Given task 1 – Please list every tool the data migration text names in the paragraph that begins "Starting with basic tools".

Pre-migration testing is as critical. Some of the most common issues include utilized nodes or clusters, misconfigurations, vendor-specific technology limitations such as shares that include one million or more files, short file names (8.3 Enforcement), long path names, and Unicode versus Non-Unicode (which affects data storage due to differences in character standards). Oversubscribed or saturated networks, asymmetric routing, or security systems can cause problems: frequently packet drops, out-of-order packets, or retransmits typically trace back to any of the above.

Starting with basic tools that are included in most operating systems is a smart idea. There’s nothing more basic than ping, traceroute, and nslookup, which test network connectivity, network path, and DNS configurations. iPerf can be used to measure bandwidth while Wireshark is excellent at showing blocked, dropped, out of order, or retransmission of packets.

Free Copy Tools vs. Enterprise Migration Software

Robocopy and Rsync are common open-source tools designed to only copy data and lack the features of enterprise migration software. Look for a solution that offers the ability to efficiently run, monitor, and manage hundreds of data migrations across hybrid cloud storage; identify the right files to migrate to maximize efficiency and reduce spend; minimize network usage; auto retry if network or storage is unavailable; migrate with or without all file permissions and access control and keep data integrity intact by conducting MD5 checksums on not just portions of files but all files.

Communication Plan

The most effective way to keep people apprised of the migration plan and milestones is by sending out one email thread to all stakeholders over a predetermined interval during the migration. Keep the subject and summary brief and include relevant details toward the end. Less is sometimes more and consider applying color-coded status updates: red, yellow and green. The subject line can be used strategically, such as Green Status. People want to hear the positives. Avoid the blame game and celebrate the wins.

Given information –
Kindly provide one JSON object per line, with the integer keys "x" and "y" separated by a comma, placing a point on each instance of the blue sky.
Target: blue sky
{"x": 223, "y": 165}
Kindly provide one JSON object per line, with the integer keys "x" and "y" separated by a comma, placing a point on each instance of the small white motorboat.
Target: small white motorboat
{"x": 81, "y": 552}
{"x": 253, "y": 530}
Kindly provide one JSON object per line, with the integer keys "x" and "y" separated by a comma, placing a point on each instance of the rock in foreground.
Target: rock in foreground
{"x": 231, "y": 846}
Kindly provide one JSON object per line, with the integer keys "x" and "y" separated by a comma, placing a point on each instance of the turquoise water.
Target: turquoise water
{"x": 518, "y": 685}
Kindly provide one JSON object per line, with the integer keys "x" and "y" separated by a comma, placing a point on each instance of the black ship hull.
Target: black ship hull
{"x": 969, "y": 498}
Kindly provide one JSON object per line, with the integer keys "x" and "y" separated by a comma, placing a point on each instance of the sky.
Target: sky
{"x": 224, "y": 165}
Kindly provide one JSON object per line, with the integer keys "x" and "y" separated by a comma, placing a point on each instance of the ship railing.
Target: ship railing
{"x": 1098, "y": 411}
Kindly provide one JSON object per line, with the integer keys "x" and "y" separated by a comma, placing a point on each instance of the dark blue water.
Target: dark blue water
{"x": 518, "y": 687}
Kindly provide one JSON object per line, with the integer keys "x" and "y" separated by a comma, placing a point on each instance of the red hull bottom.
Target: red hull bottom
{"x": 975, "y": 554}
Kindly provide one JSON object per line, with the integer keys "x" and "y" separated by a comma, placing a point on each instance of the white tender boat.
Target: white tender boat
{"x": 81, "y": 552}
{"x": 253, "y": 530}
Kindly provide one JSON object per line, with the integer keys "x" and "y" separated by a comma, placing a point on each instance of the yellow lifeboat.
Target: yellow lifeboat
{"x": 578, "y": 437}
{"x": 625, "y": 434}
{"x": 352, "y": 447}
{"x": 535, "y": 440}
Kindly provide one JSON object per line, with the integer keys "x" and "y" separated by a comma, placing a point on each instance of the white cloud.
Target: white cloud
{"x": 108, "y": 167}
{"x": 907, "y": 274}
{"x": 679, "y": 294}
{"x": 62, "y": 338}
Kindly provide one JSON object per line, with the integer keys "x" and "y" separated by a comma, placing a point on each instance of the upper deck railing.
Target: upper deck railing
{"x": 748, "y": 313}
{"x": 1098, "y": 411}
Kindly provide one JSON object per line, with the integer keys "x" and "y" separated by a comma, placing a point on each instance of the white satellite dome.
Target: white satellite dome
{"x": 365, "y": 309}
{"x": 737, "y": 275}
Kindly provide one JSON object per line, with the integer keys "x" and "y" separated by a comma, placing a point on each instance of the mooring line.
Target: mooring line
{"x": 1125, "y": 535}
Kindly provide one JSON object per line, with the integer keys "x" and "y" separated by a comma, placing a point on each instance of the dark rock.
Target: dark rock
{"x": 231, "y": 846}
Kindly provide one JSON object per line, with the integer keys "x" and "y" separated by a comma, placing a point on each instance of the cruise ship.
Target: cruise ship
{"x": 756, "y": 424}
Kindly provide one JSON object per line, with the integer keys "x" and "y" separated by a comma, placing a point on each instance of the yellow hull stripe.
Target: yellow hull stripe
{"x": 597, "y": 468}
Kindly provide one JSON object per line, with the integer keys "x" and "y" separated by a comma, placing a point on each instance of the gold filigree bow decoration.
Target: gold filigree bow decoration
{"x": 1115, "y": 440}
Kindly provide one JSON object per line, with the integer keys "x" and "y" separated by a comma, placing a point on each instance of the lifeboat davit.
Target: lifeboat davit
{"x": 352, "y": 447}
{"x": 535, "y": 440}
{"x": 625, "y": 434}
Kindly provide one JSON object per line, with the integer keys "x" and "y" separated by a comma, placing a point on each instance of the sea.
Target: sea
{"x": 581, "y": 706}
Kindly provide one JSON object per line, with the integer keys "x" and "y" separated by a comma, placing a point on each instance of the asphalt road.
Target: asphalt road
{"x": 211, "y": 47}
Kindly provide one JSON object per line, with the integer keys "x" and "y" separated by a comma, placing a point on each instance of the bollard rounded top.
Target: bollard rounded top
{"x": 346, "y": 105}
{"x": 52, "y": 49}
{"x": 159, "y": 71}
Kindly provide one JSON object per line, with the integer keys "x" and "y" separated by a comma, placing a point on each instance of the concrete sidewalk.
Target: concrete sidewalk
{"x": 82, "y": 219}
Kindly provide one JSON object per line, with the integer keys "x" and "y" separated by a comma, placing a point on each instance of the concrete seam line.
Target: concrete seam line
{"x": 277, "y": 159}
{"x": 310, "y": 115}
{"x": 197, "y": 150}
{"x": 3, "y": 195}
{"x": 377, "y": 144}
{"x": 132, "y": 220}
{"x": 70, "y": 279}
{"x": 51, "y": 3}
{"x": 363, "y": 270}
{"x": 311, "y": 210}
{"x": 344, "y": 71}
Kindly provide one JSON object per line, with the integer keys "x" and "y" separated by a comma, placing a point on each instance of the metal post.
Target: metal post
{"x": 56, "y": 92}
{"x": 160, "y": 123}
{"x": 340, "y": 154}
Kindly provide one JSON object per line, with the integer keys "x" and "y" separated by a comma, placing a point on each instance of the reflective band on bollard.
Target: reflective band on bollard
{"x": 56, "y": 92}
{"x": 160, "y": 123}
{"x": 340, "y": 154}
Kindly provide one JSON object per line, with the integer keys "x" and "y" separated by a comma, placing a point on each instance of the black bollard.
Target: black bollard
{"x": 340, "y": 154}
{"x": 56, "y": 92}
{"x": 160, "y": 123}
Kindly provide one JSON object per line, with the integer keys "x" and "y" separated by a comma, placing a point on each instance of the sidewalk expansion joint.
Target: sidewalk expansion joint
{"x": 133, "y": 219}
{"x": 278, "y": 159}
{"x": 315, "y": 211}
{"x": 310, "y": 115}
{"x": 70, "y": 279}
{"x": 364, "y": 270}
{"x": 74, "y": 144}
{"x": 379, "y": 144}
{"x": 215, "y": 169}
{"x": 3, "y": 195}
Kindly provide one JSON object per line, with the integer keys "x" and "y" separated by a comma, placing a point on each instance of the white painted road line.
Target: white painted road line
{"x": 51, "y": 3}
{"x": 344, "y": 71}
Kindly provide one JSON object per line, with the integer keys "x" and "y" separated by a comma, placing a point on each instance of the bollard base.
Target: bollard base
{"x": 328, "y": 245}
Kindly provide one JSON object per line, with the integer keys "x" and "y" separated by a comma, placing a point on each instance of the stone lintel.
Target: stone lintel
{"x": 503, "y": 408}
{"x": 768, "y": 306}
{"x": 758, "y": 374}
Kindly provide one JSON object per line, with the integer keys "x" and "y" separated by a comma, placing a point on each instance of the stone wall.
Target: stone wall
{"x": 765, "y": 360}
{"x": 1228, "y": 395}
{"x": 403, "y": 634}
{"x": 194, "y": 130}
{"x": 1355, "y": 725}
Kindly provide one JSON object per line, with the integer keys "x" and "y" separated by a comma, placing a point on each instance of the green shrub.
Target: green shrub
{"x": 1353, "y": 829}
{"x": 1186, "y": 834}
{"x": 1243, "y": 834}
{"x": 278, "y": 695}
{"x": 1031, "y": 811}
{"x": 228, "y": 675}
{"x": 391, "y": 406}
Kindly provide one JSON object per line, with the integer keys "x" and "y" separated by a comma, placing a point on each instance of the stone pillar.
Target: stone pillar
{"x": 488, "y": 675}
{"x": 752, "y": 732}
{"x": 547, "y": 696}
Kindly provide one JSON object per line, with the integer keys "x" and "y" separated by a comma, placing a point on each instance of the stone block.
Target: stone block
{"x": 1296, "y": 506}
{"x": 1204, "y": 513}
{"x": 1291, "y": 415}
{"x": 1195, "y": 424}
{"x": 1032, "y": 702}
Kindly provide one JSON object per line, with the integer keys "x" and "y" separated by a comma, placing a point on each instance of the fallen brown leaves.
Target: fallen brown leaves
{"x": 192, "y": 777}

Given task 2 – Reproduce the stretch of entries from the line that contains "the stone pillar." through the final line of the entries, keeping each line unchanged.

Response 1 –
ping
traceroute
nslookup
iPerf
Wireshark

Response 2 –
Kindly provide one JSON object per line, with the integer keys "x" and "y" separated by a comma, placing a point on each instance of the stone pillar.
Target: stone pillar
{"x": 488, "y": 675}
{"x": 752, "y": 732}
{"x": 547, "y": 696}
Kindly provide one JSON object per line, with the integer keys "x" and "y" separated by a comma, placing a point on each instance of the stone block.
Target: stone block
{"x": 1296, "y": 506}
{"x": 1204, "y": 513}
{"x": 1291, "y": 415}
{"x": 1195, "y": 424}
{"x": 1032, "y": 702}
Kindly provide one JSON object per line, with the integer keys "x" and "y" separated by a comma, placing a point on each instance of the fallen brown leaves.
Target: fallen brown leaves
{"x": 192, "y": 777}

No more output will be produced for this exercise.